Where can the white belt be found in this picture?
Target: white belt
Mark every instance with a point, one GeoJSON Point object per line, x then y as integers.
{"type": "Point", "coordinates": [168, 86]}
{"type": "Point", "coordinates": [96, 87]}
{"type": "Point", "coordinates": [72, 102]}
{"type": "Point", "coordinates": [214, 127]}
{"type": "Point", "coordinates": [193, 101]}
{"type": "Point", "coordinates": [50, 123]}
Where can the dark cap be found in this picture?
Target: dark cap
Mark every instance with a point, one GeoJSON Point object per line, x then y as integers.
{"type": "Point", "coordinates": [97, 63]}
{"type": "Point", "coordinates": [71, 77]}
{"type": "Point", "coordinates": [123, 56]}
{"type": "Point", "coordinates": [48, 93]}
----------------
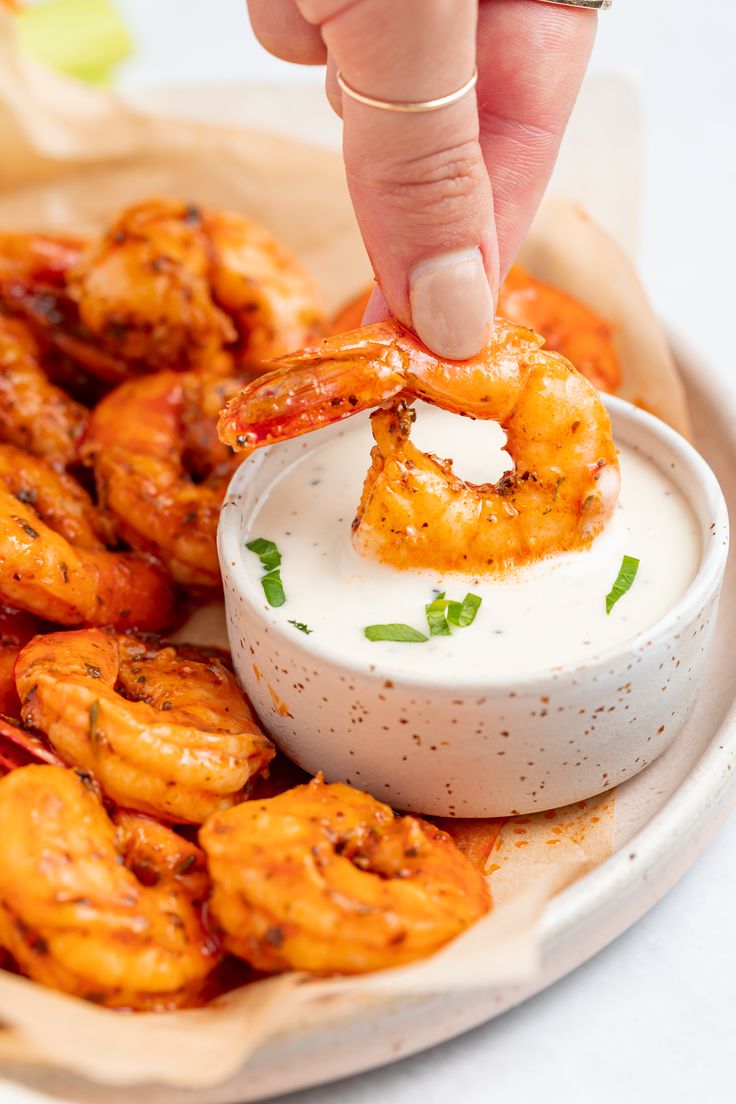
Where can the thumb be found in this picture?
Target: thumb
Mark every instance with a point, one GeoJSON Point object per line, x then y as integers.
----------------
Exercise brief ▸
Each line holding "found" should be copied from the material above.

Task solution ▸
Where can the white belt be found in this picture?
Where can the dark cap be found in this picture?
Where can the thumb be found in this picture?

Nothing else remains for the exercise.